== EXERCISES TO COMPLETE ==
- 1) According to the IESBA proportionality announcement, why does the Code's building-blocks architecture avoid unnecessary burden for practitioners? Answer in one to three sentences.
- 2) In the IESBA proportionality announcement, how many European countries does EFAA cover?
- 3) Output a passage from the IESBA proportionality announcement. Begin at the words "Proportionality is a" and stop after "scalable conceptual framework.".

== EXCERPT TO READ ==

══════════════════════════════

- New staff publication explains how proportionality is built into the IESBA Code.
- Designed to support small and medium practices in applying the Code with confidence.
- Presented at the EFAA Annual Conference in Dublin as part of IESBA’s SMP engagement.
The International Ethics Standards Board for Accountants (IESBA) has released a guide to its approach to proportionality in the ethics and independence standards in the IESBA Code. The publication entitled “Proportionality of the IESBA Code” aims to support all professional accountants, and especially small and medium practices (SMPs), in understanding how the Code maintains a universal high ethical bar while employing proportionality mechanisms embedded in its design.
The publication is meant to underscore that while ethics is not proportionate, the Code is. Every professional accountant is required to uphold the same five fundamental principles: integrity, objectivity, professional competence and due care, confidentiality, and professional behavior. The Code, however, adopts a proportionate approach to how professional accountants meet these principles in practice. The same proportionate approach is applied to independence for professional accountants and firms in an audit or assurance context.
Proportionality is a defining feature of the Code's design, embedded through its principles-based approach, its building-blocks architecture, and its scalable conceptual framework.
The publication explains how these proportionality mechanisms work in practice across three key dimensions:
- The Code’s conceptual framework, which requires professional accountants to identify, evaluate, and address threats to the fundamental principles and, where applicable, to independence, is inherently scalable. It does not prescribe a uniform approach to identifying and evaluating threats; it requires careful consideration of the relevant facts and circumstances, including interests and relationships;
- The Code’s building-blocks architecture, which means that practitioners apply only the parts of the Code relevant to their role and the professional activities or services they perform, avoiding unnecessary burden while preserving rigor;
- Clearly differentiated provisions, especially regarding the Code’s independence standards, which are calibrated to the level of public interest at stake, with more stringent requirements applying only where the level of public interest in the engagement and the public reliance on the information are highest.
“The question we hear most often from SMPs is not whether they support ethics, but whether the Code was built with them in mind. The answer is yes – and this publication makes that visible,” said Gabriela Figueiredo Dias, IESBA Chair. “Proportionality is not a shortcut. The Code sets a universal ethical standard and trusts professional accountants to lean on its proportionality mechanisms with judgment in applying it in their context.”
Supporting Small and Medium Practices
The guide was presented for the first time at the European Federation of Accountants and Auditors for SMEs (EFAA) Annual Conference in Dublin, where IESBA Chair Gabriela Figueiredo Dias delivered the opening keynote of a panel dedicated to ethics and proportionality in the IESBA Code. EFAA represents over 400,000 accountants, auditors, and tax advisors across 15 European countries, the vast majority of them in SMPs.

══════════════════════════════

== LISTING ==
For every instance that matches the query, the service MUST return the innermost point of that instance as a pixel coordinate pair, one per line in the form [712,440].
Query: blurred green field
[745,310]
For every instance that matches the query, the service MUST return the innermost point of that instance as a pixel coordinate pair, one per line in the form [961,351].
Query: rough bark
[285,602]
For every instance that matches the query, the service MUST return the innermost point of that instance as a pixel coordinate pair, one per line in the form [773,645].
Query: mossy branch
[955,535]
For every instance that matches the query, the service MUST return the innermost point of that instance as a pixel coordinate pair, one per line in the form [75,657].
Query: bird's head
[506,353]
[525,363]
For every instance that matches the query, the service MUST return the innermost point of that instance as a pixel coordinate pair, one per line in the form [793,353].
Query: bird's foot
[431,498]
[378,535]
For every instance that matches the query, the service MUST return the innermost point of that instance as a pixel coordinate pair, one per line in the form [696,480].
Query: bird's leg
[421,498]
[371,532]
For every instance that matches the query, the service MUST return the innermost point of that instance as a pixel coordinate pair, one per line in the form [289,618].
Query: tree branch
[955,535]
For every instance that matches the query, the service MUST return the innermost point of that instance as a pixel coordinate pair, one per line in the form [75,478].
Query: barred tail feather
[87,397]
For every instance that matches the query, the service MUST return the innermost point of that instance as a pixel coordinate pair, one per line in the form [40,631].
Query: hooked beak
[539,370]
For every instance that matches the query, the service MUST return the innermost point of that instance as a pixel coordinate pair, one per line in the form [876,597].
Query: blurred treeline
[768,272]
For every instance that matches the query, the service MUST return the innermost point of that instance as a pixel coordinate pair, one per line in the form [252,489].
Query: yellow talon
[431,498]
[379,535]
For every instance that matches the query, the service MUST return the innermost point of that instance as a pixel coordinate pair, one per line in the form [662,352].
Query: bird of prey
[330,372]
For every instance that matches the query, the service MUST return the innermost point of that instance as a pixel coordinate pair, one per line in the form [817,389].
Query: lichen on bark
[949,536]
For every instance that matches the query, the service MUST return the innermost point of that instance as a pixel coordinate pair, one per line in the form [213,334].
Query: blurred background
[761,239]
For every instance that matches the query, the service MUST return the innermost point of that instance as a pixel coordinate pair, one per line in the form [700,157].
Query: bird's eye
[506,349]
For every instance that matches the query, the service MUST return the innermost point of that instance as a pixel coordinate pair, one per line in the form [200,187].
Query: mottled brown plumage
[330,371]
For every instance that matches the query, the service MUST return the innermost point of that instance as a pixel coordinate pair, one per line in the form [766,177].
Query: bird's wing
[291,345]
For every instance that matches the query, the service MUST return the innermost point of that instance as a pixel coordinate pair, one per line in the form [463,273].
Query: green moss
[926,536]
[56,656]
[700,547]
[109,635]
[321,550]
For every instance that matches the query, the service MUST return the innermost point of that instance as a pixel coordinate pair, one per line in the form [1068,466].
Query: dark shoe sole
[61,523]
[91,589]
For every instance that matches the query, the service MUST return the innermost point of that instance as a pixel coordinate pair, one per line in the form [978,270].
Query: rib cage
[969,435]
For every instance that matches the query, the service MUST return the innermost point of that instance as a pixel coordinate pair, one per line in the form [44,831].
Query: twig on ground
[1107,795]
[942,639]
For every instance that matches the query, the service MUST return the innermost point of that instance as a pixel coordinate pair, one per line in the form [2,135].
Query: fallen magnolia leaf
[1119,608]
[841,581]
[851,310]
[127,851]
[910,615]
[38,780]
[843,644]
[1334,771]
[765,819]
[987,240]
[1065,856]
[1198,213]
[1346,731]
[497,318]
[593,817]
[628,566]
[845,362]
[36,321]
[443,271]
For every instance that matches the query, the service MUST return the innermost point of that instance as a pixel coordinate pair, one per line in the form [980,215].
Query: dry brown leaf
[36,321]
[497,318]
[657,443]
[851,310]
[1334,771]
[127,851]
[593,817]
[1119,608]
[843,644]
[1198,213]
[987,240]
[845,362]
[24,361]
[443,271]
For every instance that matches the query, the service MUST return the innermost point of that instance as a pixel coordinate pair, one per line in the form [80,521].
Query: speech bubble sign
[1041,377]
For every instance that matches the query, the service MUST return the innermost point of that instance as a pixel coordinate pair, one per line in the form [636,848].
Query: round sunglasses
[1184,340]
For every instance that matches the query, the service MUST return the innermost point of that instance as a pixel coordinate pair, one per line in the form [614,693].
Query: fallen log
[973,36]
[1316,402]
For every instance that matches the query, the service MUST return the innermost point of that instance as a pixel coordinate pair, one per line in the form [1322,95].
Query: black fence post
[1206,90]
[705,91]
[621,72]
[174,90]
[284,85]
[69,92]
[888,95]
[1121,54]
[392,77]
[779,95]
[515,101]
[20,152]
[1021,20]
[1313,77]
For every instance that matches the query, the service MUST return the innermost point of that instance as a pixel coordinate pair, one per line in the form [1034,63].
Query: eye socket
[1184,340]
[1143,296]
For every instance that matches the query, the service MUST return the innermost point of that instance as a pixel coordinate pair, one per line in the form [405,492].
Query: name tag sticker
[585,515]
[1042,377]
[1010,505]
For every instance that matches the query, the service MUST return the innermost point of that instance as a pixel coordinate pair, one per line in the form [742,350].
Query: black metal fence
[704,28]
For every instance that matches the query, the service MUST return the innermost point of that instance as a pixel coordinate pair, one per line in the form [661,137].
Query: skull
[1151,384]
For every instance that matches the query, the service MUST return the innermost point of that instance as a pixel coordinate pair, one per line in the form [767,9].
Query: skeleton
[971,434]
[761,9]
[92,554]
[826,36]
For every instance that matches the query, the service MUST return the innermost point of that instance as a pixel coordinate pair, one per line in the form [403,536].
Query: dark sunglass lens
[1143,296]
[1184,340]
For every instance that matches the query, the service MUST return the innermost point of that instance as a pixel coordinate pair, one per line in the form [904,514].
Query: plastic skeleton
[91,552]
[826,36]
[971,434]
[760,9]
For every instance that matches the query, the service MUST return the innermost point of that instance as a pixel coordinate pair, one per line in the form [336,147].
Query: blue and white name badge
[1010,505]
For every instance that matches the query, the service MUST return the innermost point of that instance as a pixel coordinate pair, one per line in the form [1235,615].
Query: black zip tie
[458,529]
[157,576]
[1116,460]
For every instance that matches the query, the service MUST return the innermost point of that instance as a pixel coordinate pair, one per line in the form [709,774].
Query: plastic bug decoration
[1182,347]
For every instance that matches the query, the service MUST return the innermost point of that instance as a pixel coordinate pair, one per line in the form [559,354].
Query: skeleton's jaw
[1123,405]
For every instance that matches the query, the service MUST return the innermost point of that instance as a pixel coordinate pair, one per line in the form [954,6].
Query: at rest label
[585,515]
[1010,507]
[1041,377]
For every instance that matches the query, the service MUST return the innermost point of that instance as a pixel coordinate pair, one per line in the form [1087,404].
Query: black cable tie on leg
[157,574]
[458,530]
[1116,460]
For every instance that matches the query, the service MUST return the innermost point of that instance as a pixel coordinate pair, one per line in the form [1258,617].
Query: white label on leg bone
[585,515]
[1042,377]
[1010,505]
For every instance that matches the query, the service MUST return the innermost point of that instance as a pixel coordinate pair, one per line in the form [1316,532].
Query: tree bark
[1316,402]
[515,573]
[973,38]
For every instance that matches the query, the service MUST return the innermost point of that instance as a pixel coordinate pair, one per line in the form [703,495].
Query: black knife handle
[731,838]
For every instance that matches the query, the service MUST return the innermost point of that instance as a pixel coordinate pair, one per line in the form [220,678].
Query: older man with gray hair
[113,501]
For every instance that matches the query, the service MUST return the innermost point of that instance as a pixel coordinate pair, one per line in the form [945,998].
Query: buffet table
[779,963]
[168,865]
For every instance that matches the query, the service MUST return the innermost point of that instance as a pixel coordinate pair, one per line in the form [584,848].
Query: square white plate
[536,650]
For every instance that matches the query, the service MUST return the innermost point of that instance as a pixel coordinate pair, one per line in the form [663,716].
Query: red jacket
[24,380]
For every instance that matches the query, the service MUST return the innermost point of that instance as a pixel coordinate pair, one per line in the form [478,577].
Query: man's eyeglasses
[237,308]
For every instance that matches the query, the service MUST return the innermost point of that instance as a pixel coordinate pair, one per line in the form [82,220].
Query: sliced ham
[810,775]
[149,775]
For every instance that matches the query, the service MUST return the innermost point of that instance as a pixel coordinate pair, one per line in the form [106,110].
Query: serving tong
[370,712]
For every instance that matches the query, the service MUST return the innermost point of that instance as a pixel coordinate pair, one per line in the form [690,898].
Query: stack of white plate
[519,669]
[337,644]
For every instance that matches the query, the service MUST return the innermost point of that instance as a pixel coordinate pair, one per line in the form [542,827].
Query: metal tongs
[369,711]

══════════════════════════════

== COMPLETED EXERCISE ==
- 1) Under the building-blocks architecture, practitioners apply only the parts of the Code that are relevant to their role and to the professional activities or services they perform. This spares them unnecessary burden while preserving rigor.

- 2) EFAA represents accountants, auditors, and tax advisors across 15 European countries.

- 3)
Proportionality is a defining feature of the Code's design, embedded through its principles-based approach, its building-blocks architecture, and its scalable conceptual framework.